## DATA PROVIDED

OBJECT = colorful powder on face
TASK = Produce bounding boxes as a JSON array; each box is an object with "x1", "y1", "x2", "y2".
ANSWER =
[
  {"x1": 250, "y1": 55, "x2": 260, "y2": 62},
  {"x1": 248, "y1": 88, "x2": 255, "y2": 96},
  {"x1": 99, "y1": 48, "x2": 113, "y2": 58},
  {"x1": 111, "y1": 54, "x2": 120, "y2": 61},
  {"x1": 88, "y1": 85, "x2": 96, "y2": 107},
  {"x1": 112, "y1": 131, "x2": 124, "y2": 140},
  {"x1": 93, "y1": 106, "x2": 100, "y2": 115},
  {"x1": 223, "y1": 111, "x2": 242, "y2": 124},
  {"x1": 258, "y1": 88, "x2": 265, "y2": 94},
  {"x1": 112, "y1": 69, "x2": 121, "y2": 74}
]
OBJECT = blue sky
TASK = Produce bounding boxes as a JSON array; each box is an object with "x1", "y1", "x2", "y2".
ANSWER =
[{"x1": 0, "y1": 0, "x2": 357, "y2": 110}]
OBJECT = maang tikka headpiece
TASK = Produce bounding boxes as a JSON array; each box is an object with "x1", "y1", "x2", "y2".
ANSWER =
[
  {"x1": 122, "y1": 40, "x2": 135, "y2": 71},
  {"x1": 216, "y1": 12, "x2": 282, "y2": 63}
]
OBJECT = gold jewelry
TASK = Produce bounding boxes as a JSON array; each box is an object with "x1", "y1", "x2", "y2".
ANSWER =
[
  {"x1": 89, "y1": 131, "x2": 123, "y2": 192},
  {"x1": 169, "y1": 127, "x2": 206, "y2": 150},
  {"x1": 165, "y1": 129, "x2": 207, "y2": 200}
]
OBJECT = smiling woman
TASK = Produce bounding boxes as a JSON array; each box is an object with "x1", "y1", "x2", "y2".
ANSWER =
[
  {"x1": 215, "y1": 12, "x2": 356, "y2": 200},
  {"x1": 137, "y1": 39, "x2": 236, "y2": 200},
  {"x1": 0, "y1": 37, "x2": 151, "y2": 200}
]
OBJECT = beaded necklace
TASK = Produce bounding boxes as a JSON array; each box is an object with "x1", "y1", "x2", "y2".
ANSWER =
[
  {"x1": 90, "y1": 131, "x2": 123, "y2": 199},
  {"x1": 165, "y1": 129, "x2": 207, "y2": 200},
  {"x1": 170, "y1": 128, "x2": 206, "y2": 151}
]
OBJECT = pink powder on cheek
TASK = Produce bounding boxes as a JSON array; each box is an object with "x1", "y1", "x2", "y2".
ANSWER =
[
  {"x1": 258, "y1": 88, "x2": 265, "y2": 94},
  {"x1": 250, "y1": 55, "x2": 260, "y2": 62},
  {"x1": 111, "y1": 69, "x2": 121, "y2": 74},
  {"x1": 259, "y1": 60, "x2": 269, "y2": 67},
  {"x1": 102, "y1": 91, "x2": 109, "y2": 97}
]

## SHORT PROBLEM
Begin at the line above that contains "OBJECT = maang tikka headpiece" and reproduce every line through the end of the records. Shift each bounding-box coordinate by adding 131, and keep all other lines unchanged.

## SOLUTION FOR THIS TASK
OBJECT = maang tikka headpiece
TASK = Produce bounding boxes as a JSON array; each box is an object with "x1", "y1", "x2", "y2".
ANSWER =
[
  {"x1": 253, "y1": 171, "x2": 266, "y2": 202},
  {"x1": 347, "y1": 143, "x2": 413, "y2": 194}
]
OBJECT = gold jewelry
TASK = Produce bounding boxes as a JSON array; each box is an object with "x1", "y1", "x2", "y2".
ANSWER =
[
  {"x1": 220, "y1": 262, "x2": 254, "y2": 323},
  {"x1": 300, "y1": 258, "x2": 337, "y2": 281},
  {"x1": 296, "y1": 260, "x2": 338, "y2": 331}
]
OBJECT = smiling woman
TASK = Produce bounding boxes as a JSON array; each box is an object with "x1", "y1", "x2", "y2".
ANSWER =
[
  {"x1": 346, "y1": 143, "x2": 487, "y2": 331},
  {"x1": 268, "y1": 170, "x2": 367, "y2": 331},
  {"x1": 131, "y1": 168, "x2": 282, "y2": 331}
]
OBJECT = beaded necklace
TASK = Produce bounding boxes as a JSON array; each box is an object with "x1", "y1", "x2", "y2".
ANSWER =
[
  {"x1": 221, "y1": 262, "x2": 254, "y2": 330},
  {"x1": 296, "y1": 260, "x2": 338, "y2": 331},
  {"x1": 301, "y1": 259, "x2": 337, "y2": 282}
]
OBJECT = pink powder on cheek
TASK = Produce bounding boxes as a JSON array; each box is an object with "x1", "y1", "x2", "y2".
ANSWER =
[
  {"x1": 389, "y1": 219, "x2": 396, "y2": 225},
  {"x1": 381, "y1": 186, "x2": 391, "y2": 193},
  {"x1": 242, "y1": 200, "x2": 252, "y2": 205},
  {"x1": 390, "y1": 191, "x2": 400, "y2": 198},
  {"x1": 233, "y1": 222, "x2": 240, "y2": 228}
]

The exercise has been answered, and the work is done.